» **Supplied records**
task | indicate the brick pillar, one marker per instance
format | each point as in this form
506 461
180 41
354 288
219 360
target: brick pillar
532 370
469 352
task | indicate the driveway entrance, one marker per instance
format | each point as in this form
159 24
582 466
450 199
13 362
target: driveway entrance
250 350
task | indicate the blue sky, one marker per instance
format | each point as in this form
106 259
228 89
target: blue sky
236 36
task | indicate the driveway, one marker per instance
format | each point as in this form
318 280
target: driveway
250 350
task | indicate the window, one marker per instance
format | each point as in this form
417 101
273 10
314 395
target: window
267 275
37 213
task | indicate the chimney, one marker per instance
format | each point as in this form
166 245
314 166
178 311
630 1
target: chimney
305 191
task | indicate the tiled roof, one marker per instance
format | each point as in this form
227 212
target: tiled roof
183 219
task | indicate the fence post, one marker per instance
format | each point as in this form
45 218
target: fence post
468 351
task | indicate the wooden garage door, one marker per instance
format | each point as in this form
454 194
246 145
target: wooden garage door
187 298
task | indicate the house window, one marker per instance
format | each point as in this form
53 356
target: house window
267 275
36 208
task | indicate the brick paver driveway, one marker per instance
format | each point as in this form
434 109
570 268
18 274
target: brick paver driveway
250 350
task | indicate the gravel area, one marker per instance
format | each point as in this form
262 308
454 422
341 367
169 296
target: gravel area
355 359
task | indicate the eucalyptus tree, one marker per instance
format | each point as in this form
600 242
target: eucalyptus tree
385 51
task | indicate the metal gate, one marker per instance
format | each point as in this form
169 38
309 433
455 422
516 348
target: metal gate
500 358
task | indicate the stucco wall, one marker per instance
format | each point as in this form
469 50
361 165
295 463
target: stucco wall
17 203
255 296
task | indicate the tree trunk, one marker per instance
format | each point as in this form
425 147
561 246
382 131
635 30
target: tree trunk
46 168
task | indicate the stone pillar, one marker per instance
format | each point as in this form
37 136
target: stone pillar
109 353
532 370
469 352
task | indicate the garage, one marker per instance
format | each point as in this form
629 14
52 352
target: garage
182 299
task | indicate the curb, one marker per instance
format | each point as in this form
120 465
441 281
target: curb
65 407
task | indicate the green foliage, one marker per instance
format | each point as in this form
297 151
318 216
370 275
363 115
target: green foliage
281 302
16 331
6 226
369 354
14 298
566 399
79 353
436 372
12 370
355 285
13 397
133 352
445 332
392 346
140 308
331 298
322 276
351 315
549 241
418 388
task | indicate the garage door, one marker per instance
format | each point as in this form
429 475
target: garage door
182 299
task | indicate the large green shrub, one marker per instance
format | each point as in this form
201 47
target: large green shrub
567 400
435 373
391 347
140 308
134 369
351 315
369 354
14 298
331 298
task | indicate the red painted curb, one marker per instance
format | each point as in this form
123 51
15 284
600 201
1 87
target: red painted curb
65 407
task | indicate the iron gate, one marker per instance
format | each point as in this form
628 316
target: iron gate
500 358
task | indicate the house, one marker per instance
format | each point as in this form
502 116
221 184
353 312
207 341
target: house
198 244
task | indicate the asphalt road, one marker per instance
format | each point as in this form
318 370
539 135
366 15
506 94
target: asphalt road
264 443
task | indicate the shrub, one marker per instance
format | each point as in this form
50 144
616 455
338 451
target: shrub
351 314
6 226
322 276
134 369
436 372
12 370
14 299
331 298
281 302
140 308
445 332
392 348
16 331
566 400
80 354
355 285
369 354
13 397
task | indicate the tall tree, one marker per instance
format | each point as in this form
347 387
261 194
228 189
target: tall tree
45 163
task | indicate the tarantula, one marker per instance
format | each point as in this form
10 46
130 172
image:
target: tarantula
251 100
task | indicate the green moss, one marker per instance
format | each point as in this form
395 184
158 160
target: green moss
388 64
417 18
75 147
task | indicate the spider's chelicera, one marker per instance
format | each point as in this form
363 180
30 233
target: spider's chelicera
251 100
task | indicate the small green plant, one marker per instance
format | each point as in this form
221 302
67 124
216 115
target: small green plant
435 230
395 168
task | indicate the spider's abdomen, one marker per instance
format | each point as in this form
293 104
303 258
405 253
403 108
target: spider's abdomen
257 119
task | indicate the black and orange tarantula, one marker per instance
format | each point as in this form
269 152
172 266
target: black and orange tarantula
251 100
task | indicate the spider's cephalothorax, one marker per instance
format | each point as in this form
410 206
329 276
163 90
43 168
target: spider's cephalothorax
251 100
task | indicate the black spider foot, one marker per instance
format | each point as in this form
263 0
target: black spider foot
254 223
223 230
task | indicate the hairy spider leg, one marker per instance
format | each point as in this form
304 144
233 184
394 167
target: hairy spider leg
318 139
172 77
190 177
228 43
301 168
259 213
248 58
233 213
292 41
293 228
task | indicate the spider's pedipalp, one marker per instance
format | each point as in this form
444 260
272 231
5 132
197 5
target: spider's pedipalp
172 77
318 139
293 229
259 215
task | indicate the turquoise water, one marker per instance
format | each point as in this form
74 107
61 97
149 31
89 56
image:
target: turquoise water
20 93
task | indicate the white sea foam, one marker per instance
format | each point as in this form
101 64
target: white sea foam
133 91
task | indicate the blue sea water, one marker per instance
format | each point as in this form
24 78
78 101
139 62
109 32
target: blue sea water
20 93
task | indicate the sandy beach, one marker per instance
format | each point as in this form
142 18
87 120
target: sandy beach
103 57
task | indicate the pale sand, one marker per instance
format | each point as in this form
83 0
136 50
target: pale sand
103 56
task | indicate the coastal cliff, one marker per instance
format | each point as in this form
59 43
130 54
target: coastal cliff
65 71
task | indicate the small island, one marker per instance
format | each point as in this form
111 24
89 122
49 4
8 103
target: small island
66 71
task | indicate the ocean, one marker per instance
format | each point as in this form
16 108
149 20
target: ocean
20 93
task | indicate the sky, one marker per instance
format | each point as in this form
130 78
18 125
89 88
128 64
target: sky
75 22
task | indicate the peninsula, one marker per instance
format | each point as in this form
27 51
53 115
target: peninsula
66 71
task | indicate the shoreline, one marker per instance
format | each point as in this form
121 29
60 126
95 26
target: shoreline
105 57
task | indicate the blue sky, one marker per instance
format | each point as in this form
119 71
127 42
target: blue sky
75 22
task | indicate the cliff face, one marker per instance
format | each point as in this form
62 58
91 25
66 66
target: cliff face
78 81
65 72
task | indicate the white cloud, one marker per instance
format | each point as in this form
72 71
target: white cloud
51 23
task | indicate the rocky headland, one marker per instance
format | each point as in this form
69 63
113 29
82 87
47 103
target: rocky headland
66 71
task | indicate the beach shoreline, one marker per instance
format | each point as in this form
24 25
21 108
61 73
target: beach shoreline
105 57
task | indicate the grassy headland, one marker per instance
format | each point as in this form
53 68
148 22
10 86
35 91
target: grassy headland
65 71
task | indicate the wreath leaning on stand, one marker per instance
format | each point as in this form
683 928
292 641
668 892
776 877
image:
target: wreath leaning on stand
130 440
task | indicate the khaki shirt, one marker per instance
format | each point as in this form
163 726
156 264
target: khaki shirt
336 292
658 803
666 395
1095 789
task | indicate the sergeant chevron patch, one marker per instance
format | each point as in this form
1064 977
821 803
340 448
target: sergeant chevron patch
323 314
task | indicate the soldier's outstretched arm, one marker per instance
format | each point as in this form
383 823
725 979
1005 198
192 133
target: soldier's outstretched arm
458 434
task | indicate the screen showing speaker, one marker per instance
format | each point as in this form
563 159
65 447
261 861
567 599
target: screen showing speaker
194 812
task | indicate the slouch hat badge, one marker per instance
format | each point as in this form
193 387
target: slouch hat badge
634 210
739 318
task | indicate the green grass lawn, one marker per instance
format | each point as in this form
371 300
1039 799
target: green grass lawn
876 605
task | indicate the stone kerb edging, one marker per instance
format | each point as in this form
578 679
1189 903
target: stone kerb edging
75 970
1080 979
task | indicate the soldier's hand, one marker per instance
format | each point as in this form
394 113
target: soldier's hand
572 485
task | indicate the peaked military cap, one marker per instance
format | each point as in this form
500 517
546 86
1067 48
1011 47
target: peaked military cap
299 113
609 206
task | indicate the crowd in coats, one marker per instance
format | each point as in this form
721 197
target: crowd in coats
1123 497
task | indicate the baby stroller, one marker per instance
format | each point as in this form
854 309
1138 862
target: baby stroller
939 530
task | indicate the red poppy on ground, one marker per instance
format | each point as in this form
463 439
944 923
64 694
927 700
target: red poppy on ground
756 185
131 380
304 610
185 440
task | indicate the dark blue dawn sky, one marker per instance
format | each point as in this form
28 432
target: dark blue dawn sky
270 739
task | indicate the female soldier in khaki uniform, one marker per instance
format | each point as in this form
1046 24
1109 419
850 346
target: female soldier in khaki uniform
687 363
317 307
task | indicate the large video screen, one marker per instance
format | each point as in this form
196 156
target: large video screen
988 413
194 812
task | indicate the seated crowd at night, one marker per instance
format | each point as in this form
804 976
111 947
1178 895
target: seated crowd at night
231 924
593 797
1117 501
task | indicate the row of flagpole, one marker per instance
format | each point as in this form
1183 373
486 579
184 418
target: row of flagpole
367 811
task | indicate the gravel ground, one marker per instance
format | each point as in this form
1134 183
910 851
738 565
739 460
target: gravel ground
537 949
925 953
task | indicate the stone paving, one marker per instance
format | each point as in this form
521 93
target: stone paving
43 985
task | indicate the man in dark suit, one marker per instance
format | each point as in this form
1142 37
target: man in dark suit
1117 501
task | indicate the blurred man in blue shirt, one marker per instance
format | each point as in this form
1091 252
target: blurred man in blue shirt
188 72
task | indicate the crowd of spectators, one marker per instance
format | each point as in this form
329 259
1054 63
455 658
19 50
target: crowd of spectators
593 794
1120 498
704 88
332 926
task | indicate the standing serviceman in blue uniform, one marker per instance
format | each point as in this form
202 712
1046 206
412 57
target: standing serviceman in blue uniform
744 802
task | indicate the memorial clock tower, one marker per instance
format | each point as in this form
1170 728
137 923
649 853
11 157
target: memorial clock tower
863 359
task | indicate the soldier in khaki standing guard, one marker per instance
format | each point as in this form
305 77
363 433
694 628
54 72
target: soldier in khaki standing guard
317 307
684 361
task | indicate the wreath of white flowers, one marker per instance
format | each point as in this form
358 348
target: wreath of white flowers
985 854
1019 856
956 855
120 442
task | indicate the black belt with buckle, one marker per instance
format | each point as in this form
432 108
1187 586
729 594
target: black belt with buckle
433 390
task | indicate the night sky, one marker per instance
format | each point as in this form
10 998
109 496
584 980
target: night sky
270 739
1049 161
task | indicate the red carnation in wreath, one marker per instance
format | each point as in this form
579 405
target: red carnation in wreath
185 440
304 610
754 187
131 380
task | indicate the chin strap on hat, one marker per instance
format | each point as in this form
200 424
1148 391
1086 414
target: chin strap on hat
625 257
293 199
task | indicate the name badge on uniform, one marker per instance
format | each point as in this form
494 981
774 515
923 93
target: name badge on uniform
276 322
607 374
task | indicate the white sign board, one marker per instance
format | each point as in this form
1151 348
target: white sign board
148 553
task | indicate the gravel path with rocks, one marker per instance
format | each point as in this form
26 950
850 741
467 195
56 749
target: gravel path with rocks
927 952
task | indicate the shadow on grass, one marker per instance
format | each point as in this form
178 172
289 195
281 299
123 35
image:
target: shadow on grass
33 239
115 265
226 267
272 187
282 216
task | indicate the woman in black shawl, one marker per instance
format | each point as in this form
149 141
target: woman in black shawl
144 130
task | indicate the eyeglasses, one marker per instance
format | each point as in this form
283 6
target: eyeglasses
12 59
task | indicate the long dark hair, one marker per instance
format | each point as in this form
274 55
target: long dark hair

» **Brief**
Output the line containing "task | indicate the name" and all lines after it to the end of the records, exactly as given.

» **Correct result**
task | indicate the name badge on uniform, one marker per instance
format | each point as in this form
494 981
774 515
923 93
target: name badge on uniform
276 322
607 374
task | indicate the white sign board, one marker per instance
format | each point as in this form
1151 348
target: white sign board
148 553
task | indicate the gravel path with rocks, one marker per instance
format | each point as in this form
26 950
850 741
467 195
56 749
target: gravel path with rocks
927 952
task | indicate the shadow on grass, one marker per instance
format | each point as in this form
178 172
289 195
281 299
123 35
image:
target: shadow on grass
33 239
115 265
226 267
272 187
282 216
task | indicate the woman in black shawl, one marker per instance
format | each point as in this form
149 141
target: woman in black shawl
144 130
task | indicate the eyeglasses, one marker per instance
format | each point as in this form
283 6
target: eyeglasses
12 59
task | indicate the long dark hair, one marker per instance
format | each point as in this form
274 55
target: long dark hair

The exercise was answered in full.